Testo fornito ::

━━━━━━

Nell’ultimo ricovero ho incontrato di nuovo una signora che ha la mansione di rifare i letti: è una signora cordiale, espansiva e soprattutto “di chiesa”. Mentre in occasione dell’ultimo ricovero cambiava le lenzuola e riassettava il letto, ha cominciato ad informarsi sulla mia vita di prete e a parlarmi della sua, di semplice fedele. Mi disse che mentre a casa cucinava, partecipava al rosario o leggeva i messaggi aggiornati della Madonna di Medjugorje. Trasse di tasca un telefonino di ultima generazione e con rapidissimi tocchi dell’indice mi mostrò una “brutta” immagine della Madonna col rosario al collo e mi fece sentire sottovoce – perché altri non udissero – la preghiera mariana, soggiungendo, da esperta: «Il rosario lo si può sentire recitato con la voce di bambina, di uomo o di donna!». Poi, sempre toccando leggermente altri due o tre tasti, ne venne fuori la parola “preghiere” e scorse un elenco infinito di preghiere di tutti i santi e di tutti i gusti.

Mentre assistevo a questa testimonianza di semplice, ma calda fede popolare, mi venne da pensare al nuovo volume “Sole sul nuovo giorno” che sto dando alle stampe: una raccolta di pensieri e di preghiere che ho raccolto con fatica e pubblico con una spesa non lieve. Pensai: “Scopro adesso un’America che tutto il mondo, aggiornato e giovane, ha ormai scoperto da tempo”.

Dapprima rimasi un po’ stupito e sconcertato, poi mi sono consolato ricordandomi una lettura di tanti anni fa. Due amici si incontrano e uno dice all’altro: «Di che cosa ti occupi?» e l’altro risponde: «Organizzo spettacoli da circo equestre». Il primo osserva: «Si tratta di un divertimento popolare per gente poco colta». Al che il secondo risponde: «Che percentuale di persone intelligenti e colte pensi ci sia nella nostra società?». E l’altro: «Forse il dieci o il venti per cento». «Ebbene, riprende il primo, io ho scelto di rivolgermi a quell’ottanta, novanta per cento non troppo colto!».

Forse è una magra consolazione, ma alla mia veneranda età non mi resta che rivolgermi al mondo dei tanti non aggiornati. Perciò pubblico il nuovo volume “Sole sul nuovo giorno”, anche se non rappresenta la novità e la “scoperta dell’America”.

La fortuna de “I tempi supplementari”

L’arrivo della raccolta del “Diario di un vecchio prete, anno 2012” sta destando nel mio animo una folla di sensazioni tanto diverse e spesso sorprendenti. La più forte e la più immediata di fronte al volume estremamente “pesante” – sia per la carta adoperata dal tipografo che perché conta ben 396 pagine – è quella di constatare quanto sia stata mai ardita e forse azzardata la decisione di scrivere tanto e su tanti argomenti, nonostante la consapevolezza dei miei limiti culturali ed anagrafici. Le imprese ardite si addicono ai giovani piuttosto che ai vecchi come me.

━━━━━━

Blocco dati ::
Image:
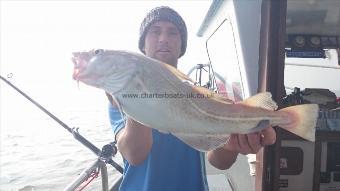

━━━━━━

Compiti scritti ::
1) Quante pagine conta il volume del “Diario di un vecchio prete, anno 2012” secondo il testo del vecchio prete?
2) Prosegui il testo del vecchio prete scrivendo il seguito dopo l’ultima frase.

Le risposte ::
1) Conta 396 pagine.

2)
La sensazione seguente è stata poi quella di pensare: “Chi vuoi mai che abbia voglia di leggere un malloppo non solo “pesante” a livello di bilancia, ma ben più a livello di stile e di contenuti?” Sono ancora sufficientemente lucido per rendermi conto della ripetitività dei discorsi, del fatto che gli argomenti spesso trattano temi marginali alla vita di oggi e che, al più, riguardano il mondo paraecclesiastico. E poi capisco che la prosa è poco brillante e piuttosto aggrovigliata, nonostante la “mia maestra” Laura Novello, inserendo i testi in computer, sudi sette camicie per rispettare la sintassi, la grammatica e dipanare certi discorsi troppo contorti.

Nonostante tutto questo, mi accorgo con estrema sorpresa che il volume “tira bene”: in quindici giorni sono state “acquistate” quasi trecento copie delle cinquecento stampate. Mi vien da pensare che la foto di copertina, con quella “nuvola” di capelli bianco-latte e il titolo sportivo “Tempi supplementari”, abbia finito per destare la curiosità dei mestrini.

Ora poi che “La nuova” ha avuto l’amabilità di dedicarmi un’intera pagina di critica, mettendo in luce soprattutto gli spigoli più acuti del mio carattere e delle mie prese di posizione e quel pizzico in più di libertà che normalmente mi permetto sul diffuso disinteresse, sull’appiattimento e sulla rassegnazione dell’opinione pubblica del clero veneziano, credo che ben presto i volumi saranno esauriti. I miei concittadini però, e soprattutto i miei superiori, possono andar tranquilli perché non corrono il pericolo di una ristampa, se non altro per il costo!

Nota dell’autore

Nota della redazione: questa riflessione è stata scritta diverse settimane da e ora il volume “Tempi supplementari” è disponibile nella Chiesa del cimitero, al don Vecchi, all’Angelo e in tutti i luoghi indicati nei vari numeri de L’Incontro.

Oggi ho stilato una “nota d’autore” come prefazione del nuovo volume “Tempi supplementari”, che raccoglie il diario dello scorso anno. Lo anticipo all’uscita dell’ultima raccolta delle mie riflessioni quotidiane, perché penso che, tutto sommato, faccia il punto della mia vita di vecchio prete che spesso ritorna con nostalgia e rimpianto al suo passato, ma che non si è ancora arreso e desidera spender al meglio quel poco che gli resta, perché vorrebbe che “la morte lo incontrasse ancora vivo”.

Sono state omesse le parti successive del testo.